Records shown

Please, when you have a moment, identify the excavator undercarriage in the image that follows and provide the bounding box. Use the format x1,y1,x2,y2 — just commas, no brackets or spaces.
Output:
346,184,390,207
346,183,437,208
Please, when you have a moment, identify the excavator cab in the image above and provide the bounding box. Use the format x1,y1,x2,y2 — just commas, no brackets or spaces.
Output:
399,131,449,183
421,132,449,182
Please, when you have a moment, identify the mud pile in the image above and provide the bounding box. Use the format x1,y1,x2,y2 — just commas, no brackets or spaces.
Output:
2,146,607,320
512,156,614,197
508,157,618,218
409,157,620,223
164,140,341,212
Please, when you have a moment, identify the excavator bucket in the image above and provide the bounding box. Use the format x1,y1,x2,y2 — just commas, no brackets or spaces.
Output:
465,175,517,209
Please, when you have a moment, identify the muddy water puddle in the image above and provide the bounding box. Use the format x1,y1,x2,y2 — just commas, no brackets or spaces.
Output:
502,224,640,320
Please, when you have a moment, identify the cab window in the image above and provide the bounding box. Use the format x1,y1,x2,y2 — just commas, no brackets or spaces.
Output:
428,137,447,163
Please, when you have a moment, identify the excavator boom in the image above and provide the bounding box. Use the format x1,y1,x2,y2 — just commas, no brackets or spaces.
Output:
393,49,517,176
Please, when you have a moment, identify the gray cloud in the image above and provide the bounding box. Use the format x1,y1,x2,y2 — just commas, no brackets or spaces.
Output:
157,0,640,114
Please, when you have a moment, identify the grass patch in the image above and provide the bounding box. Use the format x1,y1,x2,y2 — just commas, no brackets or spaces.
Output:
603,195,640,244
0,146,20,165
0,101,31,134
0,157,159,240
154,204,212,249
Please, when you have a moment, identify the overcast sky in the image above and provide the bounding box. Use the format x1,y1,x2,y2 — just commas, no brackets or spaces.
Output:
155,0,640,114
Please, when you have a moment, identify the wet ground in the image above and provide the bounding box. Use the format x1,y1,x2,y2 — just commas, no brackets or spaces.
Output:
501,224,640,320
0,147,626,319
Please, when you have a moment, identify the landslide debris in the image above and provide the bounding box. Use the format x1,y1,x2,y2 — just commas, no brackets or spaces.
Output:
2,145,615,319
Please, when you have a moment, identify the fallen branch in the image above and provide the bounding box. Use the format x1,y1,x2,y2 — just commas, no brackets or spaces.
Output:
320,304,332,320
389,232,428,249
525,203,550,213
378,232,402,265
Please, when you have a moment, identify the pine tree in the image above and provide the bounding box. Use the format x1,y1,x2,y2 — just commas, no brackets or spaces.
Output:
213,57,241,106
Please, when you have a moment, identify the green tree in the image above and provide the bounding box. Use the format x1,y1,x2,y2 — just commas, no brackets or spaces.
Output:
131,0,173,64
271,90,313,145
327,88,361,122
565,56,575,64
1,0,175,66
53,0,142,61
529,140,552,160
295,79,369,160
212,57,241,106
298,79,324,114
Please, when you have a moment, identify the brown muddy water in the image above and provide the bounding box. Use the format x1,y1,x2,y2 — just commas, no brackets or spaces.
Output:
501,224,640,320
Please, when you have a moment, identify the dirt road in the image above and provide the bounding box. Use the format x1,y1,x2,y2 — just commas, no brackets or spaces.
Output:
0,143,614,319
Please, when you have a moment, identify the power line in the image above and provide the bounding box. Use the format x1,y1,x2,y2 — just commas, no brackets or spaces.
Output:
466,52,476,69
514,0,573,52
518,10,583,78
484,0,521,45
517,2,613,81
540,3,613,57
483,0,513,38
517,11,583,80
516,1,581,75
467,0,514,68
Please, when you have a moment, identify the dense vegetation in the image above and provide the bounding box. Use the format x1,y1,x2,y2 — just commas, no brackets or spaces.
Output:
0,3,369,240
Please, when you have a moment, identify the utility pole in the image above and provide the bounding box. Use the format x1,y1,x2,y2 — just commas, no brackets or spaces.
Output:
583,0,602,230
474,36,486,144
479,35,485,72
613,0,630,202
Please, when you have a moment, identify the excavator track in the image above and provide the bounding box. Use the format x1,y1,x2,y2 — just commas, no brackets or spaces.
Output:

What to do
Retrieve each line from the records above where the word "water" occurs.

Problem solution
Please, when you have a moment, identify the muddy water puddle in the image above and provide the bounding box. Use the format x1,y1,x2,y2 — just commas, no brackets or spaces.
Please, when you have a moment, identify the brown muddy water in the image above and provide the bounding box. Use the format x1,y1,x2,y2 — just commas, no brackets or spaces.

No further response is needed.